START DATA SHOWN
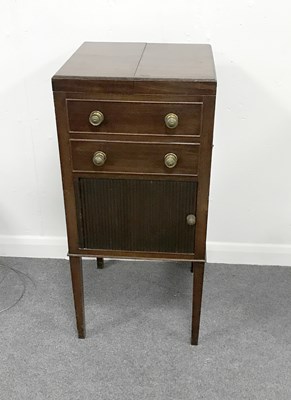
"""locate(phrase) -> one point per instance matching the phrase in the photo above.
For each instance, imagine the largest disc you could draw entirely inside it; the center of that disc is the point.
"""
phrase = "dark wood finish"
(100, 263)
(135, 85)
(145, 118)
(123, 214)
(197, 299)
(77, 283)
(138, 157)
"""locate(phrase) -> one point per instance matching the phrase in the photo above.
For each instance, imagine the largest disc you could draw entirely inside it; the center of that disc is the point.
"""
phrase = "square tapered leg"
(78, 292)
(100, 263)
END DATA SHOWN
- WRITTEN PROBLEM: Print every line of the listing above again without any changes, and leave the pictures out of what you print.

- SOLVED PROBLEM:
"""locate(phrase) -> one point per instance matching the phrase in the photo above.
For each instance, imagine the largest disc you could draw entirely inside it; the center of that disc is the point.
"""
phrase = "dark wood finish"
(100, 263)
(135, 85)
(145, 118)
(123, 214)
(197, 299)
(77, 283)
(138, 157)
"""locate(phrase) -> one point per instance matching the phrase in the photo above.
For each instance, imagine the largest disc you could draw entirely inside it; the center of that disc is the point.
"""
phrase = "square tapered leg"
(78, 292)
(100, 263)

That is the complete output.